> _PAGE TEXT_:
········

Volume 4, Number 4, April 2013, pages 212-214

A Painful Right Testis: A Case Report

Saskia Weltingsa, c, Jan H. von der Thüsenb

aDepartment of Urology, MC Haaglanden location Antoniushove, Burgemeester Banninglaan 1, 2262 BA Leidschendam, The Netherlands
bDepartment of Pathology, MC Haaglanden location Westeinde, Lijnbaan 32, 2512 VA The Hague, The Netherlands
cCorresponding author: Saskia Weltings, Department of Urology, MC Haaglanden location Antoniushove, Burgemeester Banninglaan 1, 2262 BA Leidschendam, The Netherlands

Manuscript accepted for publication December 7, 2012
Short title: Painful Right Testis
doi: https://doi.org/10.4021/jmc1068e


A 46-year-old Indian male without any medical history presented in the Emergency Department with a painful right testis; the pain radiated toward both flanks. Palpation of the testis was painful. There was no history of dysuria, unsafe sexual contact or weight loss. Diagnostic imaging using ultrasound revealed a suspicious mass lesion in the right testis of 2.2 cm diameter. The serum tumor markers alpha-fetoprotein and beta-HCG were negative, and LDH levels were normal. The patient was referred to the urology department, and a radical orchiectomy was performed. Histopathological analysis showed an adenomatoid tumor of the testicular parenchyma. No involvement of epididymis or testicular membranes was identified. Patient follow up was done every 6 months, consisting of physical examination and scrotal ultrasound. No new symptoms were present after 9 months follow up.

Keywords: Urology; Pathology; Testis tumor; Benign; Adenomatoid


Adenomatoid tumor is a benign neoplasm, of which the histogenesis has been a point of controversy, but recent studies have provided evidence in favor of a mesothelial origin [1]. The term adenomatoid tumor was introduced by Golden and Ash in 1945 to describe a group of benign tumors with a glandular pattern and obscure histogenesis, localized in the urogenital tract.

These tumors present either as an incidental finding or a slow growing scrotal mass. In men, this tumor most commonly occurs at the head of the epididymis [2]. The enlargement is usually painless with normal scrotal skin and no other symptoms. In many cases the scrotal mass has been present for several years prior to presentation. These tumors vary in size, although they most commonly measure between 1 and 2.5 cm in diameter (usually no larger than 5 cm). The tumor prevalence is highest in males, aged between 30 and 50 years old [3].

········

> _WORK INSTRUCTIONS_:
Write out the part of the case report between "These tumors present" and "years old [3].", inclusive, with every word kept as it appears.

········

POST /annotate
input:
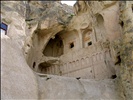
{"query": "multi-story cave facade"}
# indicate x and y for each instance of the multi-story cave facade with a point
(91, 40)
(82, 49)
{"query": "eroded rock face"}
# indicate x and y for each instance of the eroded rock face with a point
(94, 42)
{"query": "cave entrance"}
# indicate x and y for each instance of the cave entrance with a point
(54, 48)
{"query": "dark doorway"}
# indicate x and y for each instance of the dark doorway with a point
(54, 47)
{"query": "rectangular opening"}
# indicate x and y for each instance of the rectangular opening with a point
(132, 8)
(71, 45)
(89, 43)
(3, 29)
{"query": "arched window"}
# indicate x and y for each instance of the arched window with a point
(3, 28)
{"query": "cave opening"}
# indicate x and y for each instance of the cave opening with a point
(54, 48)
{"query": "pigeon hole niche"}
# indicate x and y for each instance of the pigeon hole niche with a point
(54, 48)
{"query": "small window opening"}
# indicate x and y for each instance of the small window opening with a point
(34, 64)
(71, 45)
(132, 8)
(122, 24)
(89, 43)
(113, 76)
(118, 59)
(3, 28)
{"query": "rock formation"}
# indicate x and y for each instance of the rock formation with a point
(87, 50)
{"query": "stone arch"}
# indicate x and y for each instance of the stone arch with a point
(54, 47)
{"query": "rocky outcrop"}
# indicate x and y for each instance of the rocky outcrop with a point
(71, 88)
(125, 49)
(95, 41)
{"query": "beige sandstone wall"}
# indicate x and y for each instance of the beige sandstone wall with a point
(17, 79)
(70, 88)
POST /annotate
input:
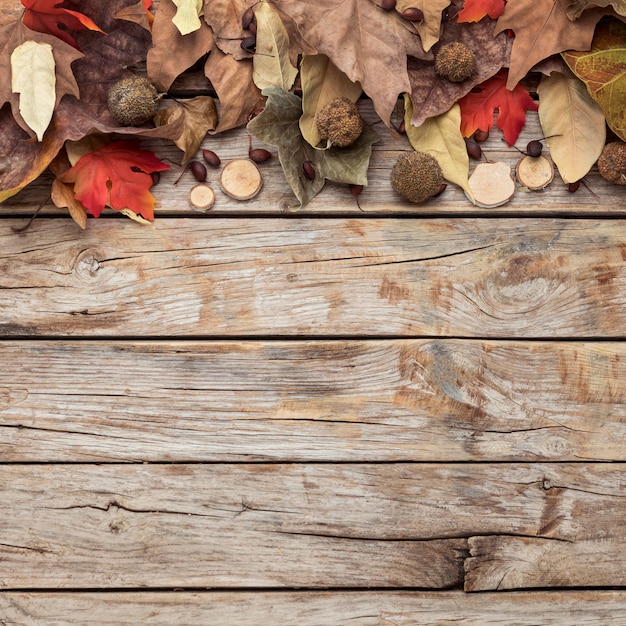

········

> _TASK RESULT_:
These tumors present either as an incidental finding or a slow growing scrotal mass. In men, this tumor most commonly occurs at the head of the epididymis [2]. The enlargement is usually painless with normal scrotal skin and no other symptoms. In many cases the scrotal mass has been present for several years prior to presentation. These tumors vary in size, although they most commonly measure between 1 and 2.5 cm in diameter (usually no larger than 5 cm). The tumor prevalence is highest in males, aged between 30 and 50 years old [3].